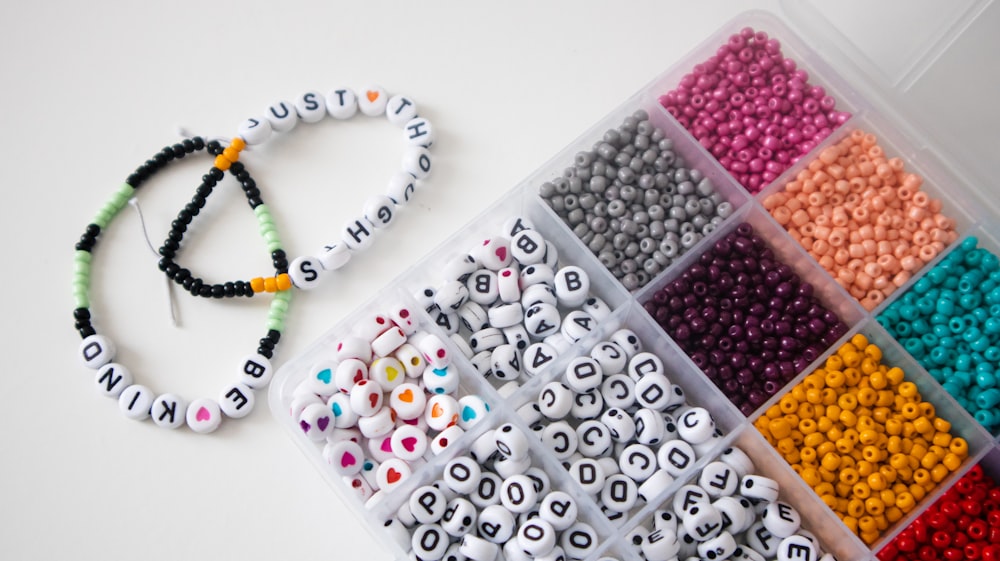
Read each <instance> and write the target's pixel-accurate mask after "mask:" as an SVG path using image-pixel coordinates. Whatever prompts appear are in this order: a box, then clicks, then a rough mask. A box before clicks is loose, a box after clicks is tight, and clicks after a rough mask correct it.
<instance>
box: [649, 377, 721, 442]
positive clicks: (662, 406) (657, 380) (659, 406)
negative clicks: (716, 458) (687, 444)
mask: <svg viewBox="0 0 1000 561" xmlns="http://www.w3.org/2000/svg"><path fill="white" fill-rule="evenodd" d="M630 375H631V374H630ZM632 379H634V380H636V382H635V401H636V402H637V403H638V404H639V405H640V406H641V407H645V408H647V409H652V410H654V411H663V410H665V409H666V408H667V404H668V403H669V402H670V394H671V392H670V389H671V384H670V380H668V379H667V377H666V376H664V375H663V374H657V373H652V372H651V373H649V374H647V375H645V376H642V377H639V378H635V377H633V378H632ZM713 428H715V426H714V425H712V427H711V428H710V429H709V435H711V429H713Z"/></svg>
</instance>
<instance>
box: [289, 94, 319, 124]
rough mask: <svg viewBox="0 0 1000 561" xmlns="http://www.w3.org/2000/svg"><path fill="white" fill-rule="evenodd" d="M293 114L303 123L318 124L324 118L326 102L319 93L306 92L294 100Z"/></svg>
mask: <svg viewBox="0 0 1000 561" xmlns="http://www.w3.org/2000/svg"><path fill="white" fill-rule="evenodd" d="M295 112H296V113H297V114H298V115H299V119H302V121H303V122H305V123H318V122H320V121H322V120H323V117H326V100H325V99H324V98H323V94H321V93H319V92H306V93H304V94H302V95H300V96H299V97H298V98H297V99H296V100H295Z"/></svg>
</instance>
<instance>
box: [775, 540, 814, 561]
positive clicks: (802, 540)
mask: <svg viewBox="0 0 1000 561" xmlns="http://www.w3.org/2000/svg"><path fill="white" fill-rule="evenodd" d="M818 557H819V555H818V553H817V551H816V544H814V543H813V542H812V541H810V540H809V539H808V538H806V537H803V536H788V537H787V538H785V539H783V540H781V543H780V544H778V561H816V559H817V558H818Z"/></svg>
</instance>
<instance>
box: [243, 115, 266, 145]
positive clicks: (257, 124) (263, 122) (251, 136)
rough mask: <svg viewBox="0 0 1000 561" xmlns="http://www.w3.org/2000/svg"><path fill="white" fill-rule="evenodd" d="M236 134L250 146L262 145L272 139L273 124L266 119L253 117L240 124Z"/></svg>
mask: <svg viewBox="0 0 1000 561" xmlns="http://www.w3.org/2000/svg"><path fill="white" fill-rule="evenodd" d="M236 134H237V136H239V137H240V138H242V139H243V140H244V141H246V143H247V145H249V146H253V145H254V144H262V143H264V142H265V141H266V140H267V139H268V138H270V137H271V123H270V121H268V120H267V119H266V118H264V117H251V118H249V119H247V120H245V121H243V122H242V123H240V126H239V128H238V129H237V130H236Z"/></svg>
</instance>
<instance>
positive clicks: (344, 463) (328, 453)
mask: <svg viewBox="0 0 1000 561" xmlns="http://www.w3.org/2000/svg"><path fill="white" fill-rule="evenodd" d="M323 452H324V457H326V461H327V462H328V463H329V464H330V466H331V467H332V468H333V471H335V472H337V473H338V474H340V475H355V474H357V473H360V472H361V467H362V466H363V464H364V461H365V453H364V450H362V449H361V445H359V444H358V443H357V442H353V441H351V440H341V441H339V442H334V443H331V444H327V445H326V447H325V448H324V450H323Z"/></svg>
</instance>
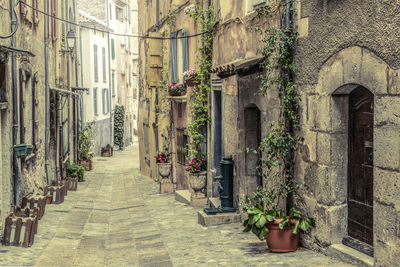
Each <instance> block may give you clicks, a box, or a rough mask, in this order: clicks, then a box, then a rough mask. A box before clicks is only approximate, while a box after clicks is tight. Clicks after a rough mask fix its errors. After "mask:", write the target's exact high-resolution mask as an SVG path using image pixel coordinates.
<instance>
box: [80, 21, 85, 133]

*Task objective:*
Return each line of the items above that contains the word "positive", matching case exactly.

*Task output:*
positive clicks: (662, 406) (657, 380) (659, 406)
positive clicks: (802, 540)
positive clicks: (257, 124) (263, 122) (251, 136)
positive clicks: (344, 463) (328, 453)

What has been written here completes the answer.